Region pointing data
+-------+

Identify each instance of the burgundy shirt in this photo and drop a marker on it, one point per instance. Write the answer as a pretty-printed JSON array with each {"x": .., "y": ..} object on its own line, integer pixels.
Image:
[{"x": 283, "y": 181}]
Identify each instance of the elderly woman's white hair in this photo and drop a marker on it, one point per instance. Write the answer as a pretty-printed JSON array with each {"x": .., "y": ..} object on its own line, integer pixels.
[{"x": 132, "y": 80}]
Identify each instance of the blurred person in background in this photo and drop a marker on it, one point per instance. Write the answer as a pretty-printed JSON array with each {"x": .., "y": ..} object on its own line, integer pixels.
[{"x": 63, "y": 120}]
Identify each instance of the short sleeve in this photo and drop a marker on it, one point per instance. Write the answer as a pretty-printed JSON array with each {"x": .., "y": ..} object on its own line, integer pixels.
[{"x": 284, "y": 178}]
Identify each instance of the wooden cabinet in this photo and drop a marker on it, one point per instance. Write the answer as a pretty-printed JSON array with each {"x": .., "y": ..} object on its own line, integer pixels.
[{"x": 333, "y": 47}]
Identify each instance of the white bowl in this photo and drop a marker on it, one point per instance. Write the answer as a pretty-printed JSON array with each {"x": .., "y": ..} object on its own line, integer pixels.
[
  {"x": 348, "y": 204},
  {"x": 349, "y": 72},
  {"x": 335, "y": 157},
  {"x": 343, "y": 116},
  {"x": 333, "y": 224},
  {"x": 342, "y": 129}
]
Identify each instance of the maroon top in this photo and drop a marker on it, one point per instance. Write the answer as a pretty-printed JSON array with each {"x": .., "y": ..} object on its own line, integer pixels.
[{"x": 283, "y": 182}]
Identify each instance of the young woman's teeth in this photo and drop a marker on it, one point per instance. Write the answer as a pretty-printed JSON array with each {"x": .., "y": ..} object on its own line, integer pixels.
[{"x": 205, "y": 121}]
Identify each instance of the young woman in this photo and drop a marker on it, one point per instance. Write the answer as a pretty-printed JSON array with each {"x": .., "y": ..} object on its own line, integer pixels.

+-------+

### Your instructions
Exact copies of the line containing "Identify each instance of the wooden" and of every line after it through the end of the entries are all that should be output.

### Worked solution
Identify each instance of the wooden cabinet in this photo and drop a marker on it, one point per instance. Write the answer as a pretty-printed JSON array with each {"x": .., "y": ..} object on its own line, integer pixels.
[{"x": 333, "y": 47}]
Identify each instance of the white bowl in this photo and drop a marker on it, one point per instance. Write the answer as a pretty-printed JSON array with each {"x": .., "y": ..} object on its own line, integer pixels.
[
  {"x": 348, "y": 204},
  {"x": 349, "y": 72},
  {"x": 335, "y": 157},
  {"x": 343, "y": 116},
  {"x": 333, "y": 224},
  {"x": 342, "y": 129}
]
Identify each instance of the maroon top in this photo and drop a marker on it, one point per instance. Write the answer as a pretty-printed JSON array with each {"x": .., "y": ..} object on its own line, integer pixels.
[{"x": 283, "y": 182}]
Identify each instance of the young woman's teeth in this photo and drop a marker on it, one point per instance. Write the answer as a pretty-printed JSON array with each {"x": .., "y": ..} object on its own line, integer pixels.
[{"x": 205, "y": 121}]
Identify each instance of the young woman in this photo and drop a marker on it, one point per instance. Write the answer as a pretty-printed JSON array with each {"x": .., "y": ..} object on its own line, integer pixels.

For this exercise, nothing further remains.